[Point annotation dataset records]
========
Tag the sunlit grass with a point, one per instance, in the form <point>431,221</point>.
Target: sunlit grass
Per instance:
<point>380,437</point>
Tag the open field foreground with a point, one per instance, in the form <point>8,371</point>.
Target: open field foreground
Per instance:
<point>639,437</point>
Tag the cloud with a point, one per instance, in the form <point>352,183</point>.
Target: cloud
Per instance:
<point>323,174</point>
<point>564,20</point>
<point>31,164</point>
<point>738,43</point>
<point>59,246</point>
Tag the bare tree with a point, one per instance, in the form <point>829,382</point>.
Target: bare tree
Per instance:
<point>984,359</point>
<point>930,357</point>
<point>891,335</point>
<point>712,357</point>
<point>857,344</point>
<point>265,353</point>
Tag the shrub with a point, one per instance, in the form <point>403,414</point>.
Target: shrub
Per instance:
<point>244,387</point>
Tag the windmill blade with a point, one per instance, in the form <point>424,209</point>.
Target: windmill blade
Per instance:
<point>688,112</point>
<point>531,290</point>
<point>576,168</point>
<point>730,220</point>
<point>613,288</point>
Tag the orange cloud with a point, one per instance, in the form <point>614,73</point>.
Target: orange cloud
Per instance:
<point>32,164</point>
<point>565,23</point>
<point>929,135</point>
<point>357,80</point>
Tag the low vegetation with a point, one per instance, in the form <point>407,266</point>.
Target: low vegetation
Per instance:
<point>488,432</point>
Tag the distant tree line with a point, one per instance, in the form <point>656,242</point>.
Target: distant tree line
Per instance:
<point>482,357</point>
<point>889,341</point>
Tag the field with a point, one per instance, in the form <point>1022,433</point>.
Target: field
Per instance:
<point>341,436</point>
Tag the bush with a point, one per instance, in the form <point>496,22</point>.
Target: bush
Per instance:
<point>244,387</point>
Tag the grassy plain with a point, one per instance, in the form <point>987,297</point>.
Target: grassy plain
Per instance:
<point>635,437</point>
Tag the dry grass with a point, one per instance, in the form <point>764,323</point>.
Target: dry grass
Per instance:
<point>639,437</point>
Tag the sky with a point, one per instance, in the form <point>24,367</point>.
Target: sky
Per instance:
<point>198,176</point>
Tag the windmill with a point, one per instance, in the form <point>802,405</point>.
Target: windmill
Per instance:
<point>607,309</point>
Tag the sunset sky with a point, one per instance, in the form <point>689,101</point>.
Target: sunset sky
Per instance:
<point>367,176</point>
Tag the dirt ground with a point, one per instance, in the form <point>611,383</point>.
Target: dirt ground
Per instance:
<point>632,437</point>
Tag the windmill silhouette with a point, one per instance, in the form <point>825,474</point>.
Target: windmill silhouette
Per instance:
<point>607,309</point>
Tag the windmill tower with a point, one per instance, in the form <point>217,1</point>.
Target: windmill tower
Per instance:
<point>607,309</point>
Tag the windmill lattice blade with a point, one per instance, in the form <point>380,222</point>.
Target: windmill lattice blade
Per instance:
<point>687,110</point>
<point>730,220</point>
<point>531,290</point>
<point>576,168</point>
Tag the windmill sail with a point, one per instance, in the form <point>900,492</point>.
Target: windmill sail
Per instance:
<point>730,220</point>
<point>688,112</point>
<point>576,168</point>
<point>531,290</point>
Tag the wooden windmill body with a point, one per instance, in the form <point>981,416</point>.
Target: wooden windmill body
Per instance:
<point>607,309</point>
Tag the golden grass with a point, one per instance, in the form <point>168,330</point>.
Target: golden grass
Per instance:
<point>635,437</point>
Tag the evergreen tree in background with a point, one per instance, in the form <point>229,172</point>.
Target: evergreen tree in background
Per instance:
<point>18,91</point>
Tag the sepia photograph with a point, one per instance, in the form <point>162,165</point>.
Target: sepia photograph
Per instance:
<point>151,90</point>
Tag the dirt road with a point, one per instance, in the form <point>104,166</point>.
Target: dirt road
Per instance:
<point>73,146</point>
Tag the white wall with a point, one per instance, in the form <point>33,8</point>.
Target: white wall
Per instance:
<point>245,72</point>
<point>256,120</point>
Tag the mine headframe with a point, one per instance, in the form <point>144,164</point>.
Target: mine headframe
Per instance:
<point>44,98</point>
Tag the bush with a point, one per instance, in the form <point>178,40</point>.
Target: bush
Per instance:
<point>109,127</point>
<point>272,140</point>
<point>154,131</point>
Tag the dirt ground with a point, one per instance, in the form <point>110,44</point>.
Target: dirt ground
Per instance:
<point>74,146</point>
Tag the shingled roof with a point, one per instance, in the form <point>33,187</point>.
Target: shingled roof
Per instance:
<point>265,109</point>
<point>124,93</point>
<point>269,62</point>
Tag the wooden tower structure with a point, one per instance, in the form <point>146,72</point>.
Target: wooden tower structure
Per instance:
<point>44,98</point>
========
* What the exercise asks *
All of the data above should be transcribed exactly.

* Exercise answer *
Tag the sunlit grass with a point, one per instance, in the form <point>431,221</point>.
Target: sunlit grass
Per instance:
<point>380,437</point>
Tag the open field foreground with a point, one per instance, in the form <point>8,371</point>.
Target: open field foreground
Per instance:
<point>639,437</point>
Tag the cloud with a point, one per instance, in the form <point>352,183</point>.
Target: cloud
Per instance:
<point>323,174</point>
<point>564,20</point>
<point>31,164</point>
<point>738,43</point>
<point>59,246</point>
Tag the bare tree with a point, one per instance, in the form <point>829,382</point>.
Target: bare tree
Per instance:
<point>984,359</point>
<point>930,357</point>
<point>891,335</point>
<point>712,357</point>
<point>857,344</point>
<point>265,353</point>
Tag the shrub with a point, one per instance, in the form <point>403,414</point>.
Target: shrub
Per instance:
<point>244,387</point>
Tag the windmill blade with a point, one per instance, in the form <point>424,209</point>.
Target: windmill blade
Per instance:
<point>688,112</point>
<point>531,290</point>
<point>576,168</point>
<point>730,220</point>
<point>613,288</point>
Tag the orange cloud with a point, one per instance, in the form <point>614,73</point>.
Target: orange cloud
Per instance:
<point>32,164</point>
<point>565,23</point>
<point>929,135</point>
<point>357,80</point>
Tag the low vegetation with a point, one per instance, in the form <point>407,266</point>.
Target: low vegetation
Per instance:
<point>488,432</point>
Tag the distant tree line with a point, one per instance, in the form <point>656,242</point>.
Target: distant tree line
Per instance:
<point>482,357</point>
<point>889,341</point>
Tag the field with a point, one per instance, in the form <point>1022,433</point>.
Target: field
Per instance:
<point>341,436</point>
Tag the bush with a point, one per instance, in the form <point>496,22</point>.
Target: bush
Per instance:
<point>244,387</point>
Tag the grassy plain with a point, one per instance, in the form <point>987,297</point>.
Target: grassy plain
Per instance:
<point>635,437</point>
Tag the dry grass with a point, one per instance, in the form <point>764,323</point>.
Target: dry grass
Per instance:
<point>639,437</point>
Tag the sky with a point, one per instance, in the form <point>24,367</point>.
Target: sky
Per instance:
<point>198,176</point>
Tag the windmill with a point, one per instance, in the form <point>802,405</point>.
Target: windmill
Per instance:
<point>607,309</point>
Tag the sunset sky with a point, one per instance, in the form <point>689,101</point>.
Target: sunset sky
Per instance:
<point>367,176</point>
Tag the dirt ground with a point, one per instance, in the form <point>611,383</point>.
Target: dirt ground
Per instance:
<point>632,437</point>
Tag the windmill silhouette with a point, one per instance, in the form <point>825,474</point>.
Target: windmill silhouette
Per instance:
<point>607,309</point>
Tag the windmill tower with a point, one per instance, in the form <point>217,1</point>.
Target: windmill tower
Per instance:
<point>607,309</point>
Tag the windmill lattice blade with a point, one per instance, in the form <point>380,222</point>.
Target: windmill lattice blade
Per instance:
<point>687,110</point>
<point>730,220</point>
<point>531,290</point>
<point>576,168</point>
Tag the windmill sail with a point, one per instance, in the form <point>900,492</point>.
Target: windmill sail
Per instance:
<point>730,220</point>
<point>688,112</point>
<point>576,168</point>
<point>531,290</point>
Tag the wooden windmill body with a point, one per instance, in the form <point>981,416</point>.
Target: wooden windmill body
Per instance:
<point>607,309</point>
Tag the golden grass with a point, one per instance, in the form <point>168,330</point>.
Target: golden grass
Per instance:
<point>635,437</point>
Tag the evergreen tree in background with a point, one per instance, in the form <point>229,172</point>.
Target: evergreen tree in background
Per instance:
<point>18,91</point>
Tag the sepia photograph with a point, one per instance, in the form <point>162,165</point>.
Target: sepia photograph
Per instance:
<point>151,90</point>
Tag the dirt road with a point, one per instance, in the form <point>104,166</point>.
Target: dirt road
Per instance:
<point>73,146</point>
Tag the white wall with a point, one per instance, in the form <point>33,8</point>.
Target: white wall
Per instance:
<point>245,72</point>
<point>256,120</point>
Tag the mine headframe with a point, one per instance, in the form <point>144,164</point>.
Target: mine headframe
Per instance:
<point>44,98</point>
Tag the bush with a point, one per instance, in the form <point>178,40</point>.
Target: bush
Per instance:
<point>109,127</point>
<point>272,140</point>
<point>154,131</point>
Tag the dirt ground with a point, one per instance, in the form <point>110,44</point>.
Target: dirt ground
Per instance:
<point>74,146</point>
Tag the shingled roof with a point, one per instance, in the form <point>33,187</point>.
Target: shingled roof
Per instance:
<point>265,109</point>
<point>124,93</point>
<point>269,62</point>
Tag the wooden tower structure with a point, one per instance, in the form <point>146,72</point>.
Target: wooden tower structure
Per instance:
<point>44,98</point>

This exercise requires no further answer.